[Object point labels]

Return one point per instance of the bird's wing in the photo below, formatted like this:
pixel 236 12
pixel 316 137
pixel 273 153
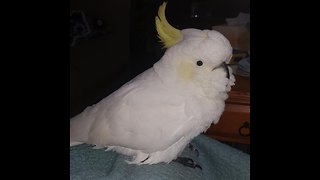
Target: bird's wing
pixel 145 115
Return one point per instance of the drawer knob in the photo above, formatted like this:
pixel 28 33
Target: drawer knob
pixel 244 130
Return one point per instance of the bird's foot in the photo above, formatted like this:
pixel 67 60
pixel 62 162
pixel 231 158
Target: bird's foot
pixel 187 162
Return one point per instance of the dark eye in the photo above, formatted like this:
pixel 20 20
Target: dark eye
pixel 199 63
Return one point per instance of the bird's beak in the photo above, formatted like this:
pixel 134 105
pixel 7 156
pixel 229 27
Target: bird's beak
pixel 225 66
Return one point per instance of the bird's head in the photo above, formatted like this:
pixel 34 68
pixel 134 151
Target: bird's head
pixel 199 57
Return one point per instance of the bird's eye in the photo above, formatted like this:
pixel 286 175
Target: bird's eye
pixel 199 63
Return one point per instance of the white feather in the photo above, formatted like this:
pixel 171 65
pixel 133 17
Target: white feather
pixel 154 116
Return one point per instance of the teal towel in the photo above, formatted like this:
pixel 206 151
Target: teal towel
pixel 218 161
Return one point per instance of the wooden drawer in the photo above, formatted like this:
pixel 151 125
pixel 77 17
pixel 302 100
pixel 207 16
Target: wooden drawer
pixel 234 125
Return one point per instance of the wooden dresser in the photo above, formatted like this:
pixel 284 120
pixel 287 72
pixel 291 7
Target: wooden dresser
pixel 234 124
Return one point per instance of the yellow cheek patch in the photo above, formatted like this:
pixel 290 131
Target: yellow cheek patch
pixel 186 71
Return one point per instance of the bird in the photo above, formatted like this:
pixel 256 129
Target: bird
pixel 153 117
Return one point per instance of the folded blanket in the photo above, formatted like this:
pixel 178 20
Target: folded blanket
pixel 218 161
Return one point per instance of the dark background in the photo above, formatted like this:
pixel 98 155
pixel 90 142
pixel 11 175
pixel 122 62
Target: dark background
pixel 127 44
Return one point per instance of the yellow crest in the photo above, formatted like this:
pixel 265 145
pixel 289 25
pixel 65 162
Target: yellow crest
pixel 168 35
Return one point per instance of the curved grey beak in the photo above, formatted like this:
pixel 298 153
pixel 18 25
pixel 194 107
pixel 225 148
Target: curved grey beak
pixel 225 66
pixel 227 69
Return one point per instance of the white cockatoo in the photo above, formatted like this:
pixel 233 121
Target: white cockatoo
pixel 153 117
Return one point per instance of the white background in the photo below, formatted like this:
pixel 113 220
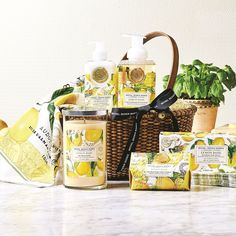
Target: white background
pixel 43 44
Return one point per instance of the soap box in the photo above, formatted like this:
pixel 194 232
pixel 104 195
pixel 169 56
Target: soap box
pixel 159 171
pixel 212 156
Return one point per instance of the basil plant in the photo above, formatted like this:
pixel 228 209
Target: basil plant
pixel 203 81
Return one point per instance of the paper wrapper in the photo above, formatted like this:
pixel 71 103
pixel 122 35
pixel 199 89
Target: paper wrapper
pixel 154 171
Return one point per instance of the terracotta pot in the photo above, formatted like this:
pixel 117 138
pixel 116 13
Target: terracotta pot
pixel 205 117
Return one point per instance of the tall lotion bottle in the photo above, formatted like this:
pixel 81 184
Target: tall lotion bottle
pixel 136 76
pixel 100 80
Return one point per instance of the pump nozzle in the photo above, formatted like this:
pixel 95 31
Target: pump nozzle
pixel 137 52
pixel 100 53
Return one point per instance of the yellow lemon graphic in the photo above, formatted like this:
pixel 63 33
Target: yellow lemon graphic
pixel 100 164
pixel 187 138
pixel 152 96
pixel 150 79
pixel 128 90
pixel 83 168
pixel 232 162
pixel 22 129
pixel 3 124
pixel 218 141
pixel 78 140
pixel 68 142
pixel 71 173
pixel 192 163
pixel 161 158
pixel 165 183
pixel 66 99
pixel 200 143
pixel 93 135
pixel 201 135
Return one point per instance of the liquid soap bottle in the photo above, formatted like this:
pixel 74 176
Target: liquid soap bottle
pixel 136 76
pixel 100 81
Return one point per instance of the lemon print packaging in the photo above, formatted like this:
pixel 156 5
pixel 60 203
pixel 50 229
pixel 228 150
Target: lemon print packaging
pixel 159 171
pixel 30 150
pixel 84 151
pixel 212 156
pixel 136 76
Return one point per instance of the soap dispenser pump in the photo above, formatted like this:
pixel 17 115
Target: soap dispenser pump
pixel 100 80
pixel 136 76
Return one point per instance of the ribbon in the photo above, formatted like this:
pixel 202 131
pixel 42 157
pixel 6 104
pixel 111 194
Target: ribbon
pixel 161 103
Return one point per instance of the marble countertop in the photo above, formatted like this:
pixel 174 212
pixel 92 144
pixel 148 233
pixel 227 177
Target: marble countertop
pixel 116 211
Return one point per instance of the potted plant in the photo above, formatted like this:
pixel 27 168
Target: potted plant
pixel 203 85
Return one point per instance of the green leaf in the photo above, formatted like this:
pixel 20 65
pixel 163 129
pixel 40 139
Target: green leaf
pixel 61 92
pixel 197 62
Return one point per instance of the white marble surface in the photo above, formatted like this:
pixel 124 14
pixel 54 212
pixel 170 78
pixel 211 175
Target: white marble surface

▶ **Exercise brief**: Rewrite the listing starting at its first line and ending at the line containing "pixel 154 116", with every "Target" changed to "Label" and all else unchanged. Leave the pictures out of your answer.

▶ **Task answer**:
Return one point per instance of the bird's wing in the photo below, formatted like this:
pixel 236 12
pixel 316 137
pixel 273 153
Label: bird's wing
pixel 145 115
Return one point per instance of the drawer knob in the photo above, formatted like this:
pixel 28 33
Label: drawer knob
pixel 244 130
Return one point per instance of the bird's foot in the photo above, formatted like this:
pixel 67 60
pixel 62 162
pixel 231 158
Label: bird's foot
pixel 187 162
Return one point per instance of the dark eye in the photo above, formatted like this:
pixel 20 20
Label: dark eye
pixel 199 63
Return one point per instance of the bird's beak in the photo above, formatted like this:
pixel 134 105
pixel 7 156
pixel 229 27
Label: bird's beak
pixel 225 66
Return one point per instance of the bird's head in the photo above, formatted like this:
pixel 34 68
pixel 134 151
Label: bird's head
pixel 199 57
Return one point per instance of the bird's eye in the photo above, formatted like this:
pixel 286 175
Label: bird's eye
pixel 199 63
Return one point per instance of the white feather in the photo above, formatted like this:
pixel 171 65
pixel 133 17
Label: white feather
pixel 154 116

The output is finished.